● WHAT YOU WILL DO: Write out exactly the lines of the entries below from the one holding "Task: in the photo above, where can the tortoise claw" to the one holding "Task: in the photo above, where can the dirt", inclusive, and leave out all other lines.

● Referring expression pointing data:
════════

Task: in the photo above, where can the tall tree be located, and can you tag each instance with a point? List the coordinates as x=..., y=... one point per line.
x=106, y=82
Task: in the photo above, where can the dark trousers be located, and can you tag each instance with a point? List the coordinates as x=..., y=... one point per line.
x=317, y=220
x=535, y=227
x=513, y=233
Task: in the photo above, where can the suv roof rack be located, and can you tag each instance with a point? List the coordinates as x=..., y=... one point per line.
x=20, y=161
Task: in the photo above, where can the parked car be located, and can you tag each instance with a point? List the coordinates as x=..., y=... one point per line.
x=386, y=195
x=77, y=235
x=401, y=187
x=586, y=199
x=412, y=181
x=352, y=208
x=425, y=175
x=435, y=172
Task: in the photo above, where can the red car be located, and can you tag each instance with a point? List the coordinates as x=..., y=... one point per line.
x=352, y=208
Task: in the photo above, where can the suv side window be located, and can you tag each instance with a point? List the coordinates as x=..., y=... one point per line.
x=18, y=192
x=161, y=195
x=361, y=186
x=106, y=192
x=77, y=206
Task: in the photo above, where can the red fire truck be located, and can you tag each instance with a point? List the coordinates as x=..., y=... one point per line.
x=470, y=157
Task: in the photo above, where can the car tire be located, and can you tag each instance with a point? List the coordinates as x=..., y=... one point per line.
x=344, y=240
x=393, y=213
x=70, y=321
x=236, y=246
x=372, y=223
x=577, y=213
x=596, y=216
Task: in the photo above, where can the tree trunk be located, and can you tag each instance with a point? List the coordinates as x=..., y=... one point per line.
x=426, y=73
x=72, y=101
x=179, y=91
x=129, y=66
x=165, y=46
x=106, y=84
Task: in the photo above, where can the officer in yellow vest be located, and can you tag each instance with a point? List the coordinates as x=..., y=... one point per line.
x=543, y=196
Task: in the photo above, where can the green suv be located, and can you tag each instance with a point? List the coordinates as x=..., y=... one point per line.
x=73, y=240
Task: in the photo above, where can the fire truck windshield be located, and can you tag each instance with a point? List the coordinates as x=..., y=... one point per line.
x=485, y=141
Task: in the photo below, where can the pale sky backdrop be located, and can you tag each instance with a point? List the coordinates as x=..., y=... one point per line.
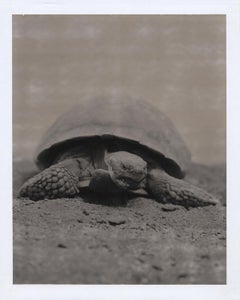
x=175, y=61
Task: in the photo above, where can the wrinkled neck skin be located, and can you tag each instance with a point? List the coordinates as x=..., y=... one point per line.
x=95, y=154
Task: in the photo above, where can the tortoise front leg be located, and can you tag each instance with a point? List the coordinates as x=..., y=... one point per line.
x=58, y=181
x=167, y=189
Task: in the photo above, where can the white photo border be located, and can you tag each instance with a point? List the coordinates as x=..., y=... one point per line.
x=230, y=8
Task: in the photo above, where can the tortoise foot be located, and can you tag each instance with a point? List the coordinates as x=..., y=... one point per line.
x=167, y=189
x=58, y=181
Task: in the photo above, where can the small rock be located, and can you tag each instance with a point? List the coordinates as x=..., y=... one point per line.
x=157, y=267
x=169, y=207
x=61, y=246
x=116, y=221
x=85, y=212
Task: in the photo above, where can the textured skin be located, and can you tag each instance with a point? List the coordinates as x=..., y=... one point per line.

════════

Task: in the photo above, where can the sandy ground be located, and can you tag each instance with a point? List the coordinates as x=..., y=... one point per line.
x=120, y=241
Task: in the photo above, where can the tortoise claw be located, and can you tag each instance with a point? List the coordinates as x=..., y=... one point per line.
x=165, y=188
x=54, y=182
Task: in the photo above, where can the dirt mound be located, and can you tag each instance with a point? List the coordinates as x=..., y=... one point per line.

════════

● RESPONSE BOX:
Task: in the photo above, where can the tortoise claw be located, and can you tag each instance with a point? List the coordinates as x=..., y=... one point per line.
x=165, y=188
x=54, y=182
Task: in the photo above, where can the dirt mound be located, and can you tag each instance with a point? List the coordinates as x=..., y=... one point per line.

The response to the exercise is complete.